» REQUIRED TASK:
Rewrite the data from its first line through the line containing "(1022, 763)", changing "dirt embankment" to "earth embankment" and leaving everything else unchanged. Omit the pictures from your answer.
--- start DATASET CONTENT ---
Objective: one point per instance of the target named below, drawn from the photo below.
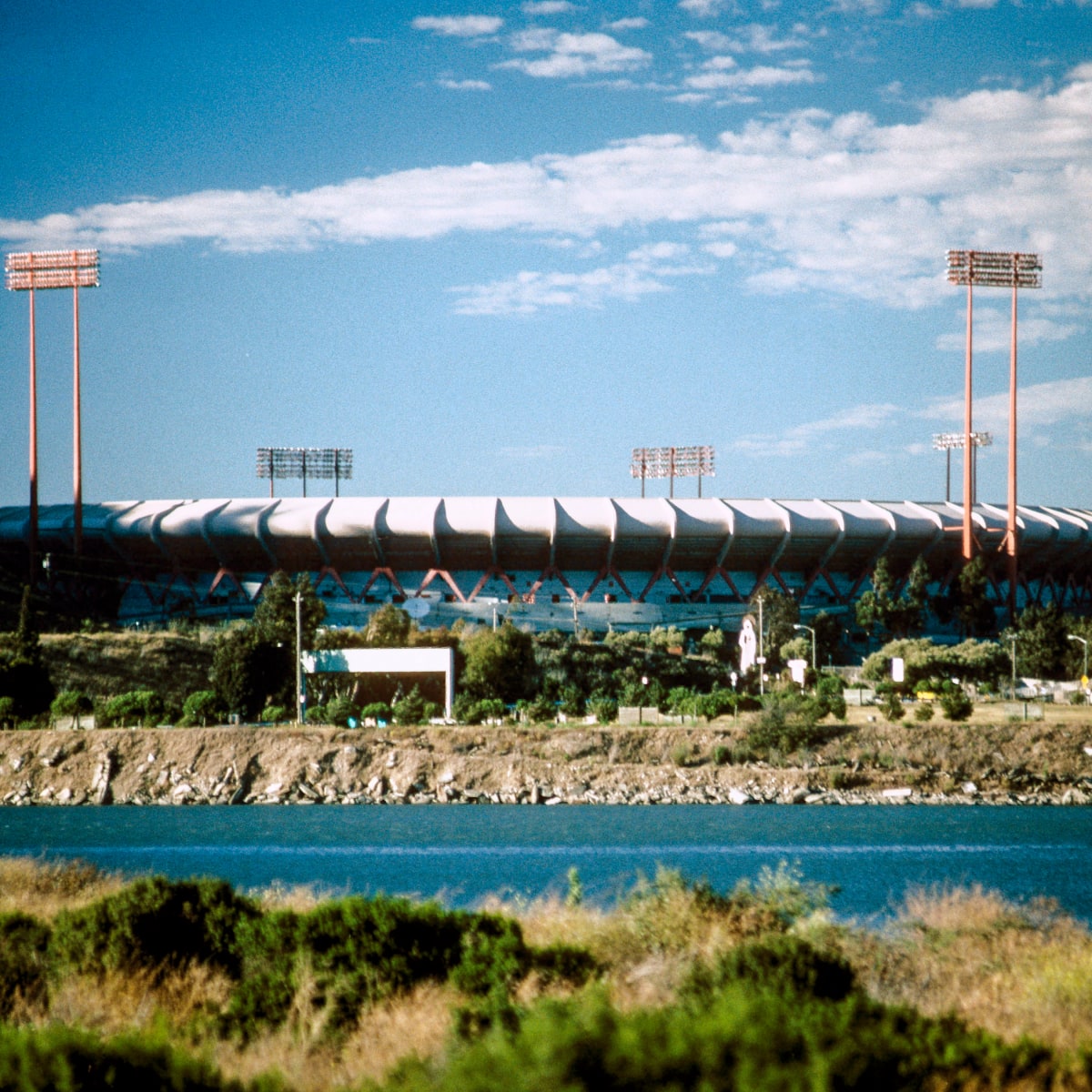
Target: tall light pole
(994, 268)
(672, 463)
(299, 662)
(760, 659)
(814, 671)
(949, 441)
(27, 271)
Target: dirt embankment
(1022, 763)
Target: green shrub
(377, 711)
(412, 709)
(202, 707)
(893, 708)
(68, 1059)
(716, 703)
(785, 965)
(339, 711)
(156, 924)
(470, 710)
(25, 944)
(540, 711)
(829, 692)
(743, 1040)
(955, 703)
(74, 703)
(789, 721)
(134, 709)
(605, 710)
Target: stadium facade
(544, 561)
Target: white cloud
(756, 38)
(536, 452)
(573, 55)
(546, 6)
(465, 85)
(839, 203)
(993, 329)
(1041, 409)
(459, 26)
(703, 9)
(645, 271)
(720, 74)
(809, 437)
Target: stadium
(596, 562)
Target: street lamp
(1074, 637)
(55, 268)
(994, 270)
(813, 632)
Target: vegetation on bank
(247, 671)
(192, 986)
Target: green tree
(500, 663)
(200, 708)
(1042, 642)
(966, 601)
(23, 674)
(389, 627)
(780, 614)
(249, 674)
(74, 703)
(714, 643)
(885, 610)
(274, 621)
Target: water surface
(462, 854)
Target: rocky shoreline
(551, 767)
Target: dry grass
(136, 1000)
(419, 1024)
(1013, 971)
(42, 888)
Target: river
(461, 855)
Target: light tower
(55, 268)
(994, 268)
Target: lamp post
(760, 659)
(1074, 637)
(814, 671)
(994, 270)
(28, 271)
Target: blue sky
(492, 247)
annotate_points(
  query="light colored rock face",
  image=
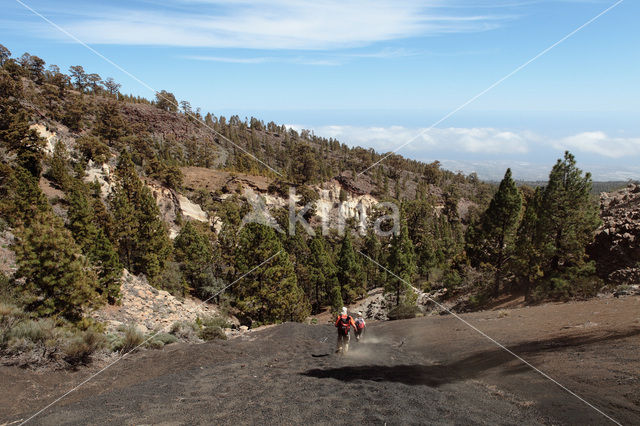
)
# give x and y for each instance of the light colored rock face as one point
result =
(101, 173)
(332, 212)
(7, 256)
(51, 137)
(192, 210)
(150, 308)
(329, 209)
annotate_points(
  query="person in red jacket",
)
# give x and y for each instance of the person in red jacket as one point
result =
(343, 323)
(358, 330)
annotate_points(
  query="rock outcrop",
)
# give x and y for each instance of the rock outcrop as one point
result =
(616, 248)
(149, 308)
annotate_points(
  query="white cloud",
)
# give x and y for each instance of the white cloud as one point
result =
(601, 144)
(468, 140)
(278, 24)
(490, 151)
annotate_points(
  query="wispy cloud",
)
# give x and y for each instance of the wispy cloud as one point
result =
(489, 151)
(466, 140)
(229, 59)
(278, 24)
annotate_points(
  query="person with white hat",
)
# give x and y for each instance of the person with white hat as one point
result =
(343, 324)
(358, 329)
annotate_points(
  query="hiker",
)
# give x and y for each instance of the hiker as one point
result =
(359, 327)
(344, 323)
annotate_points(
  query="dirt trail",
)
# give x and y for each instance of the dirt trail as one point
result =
--- end DATASET CONTENT ---
» EXERCISE SOLUTION:
Objective: one point per instance of the target named below, drawn from the photo below.
Target: tall light pole
(994, 268)
(672, 463)
(299, 662)
(760, 659)
(814, 671)
(949, 441)
(27, 271)
Target: earth embankment
(1022, 763)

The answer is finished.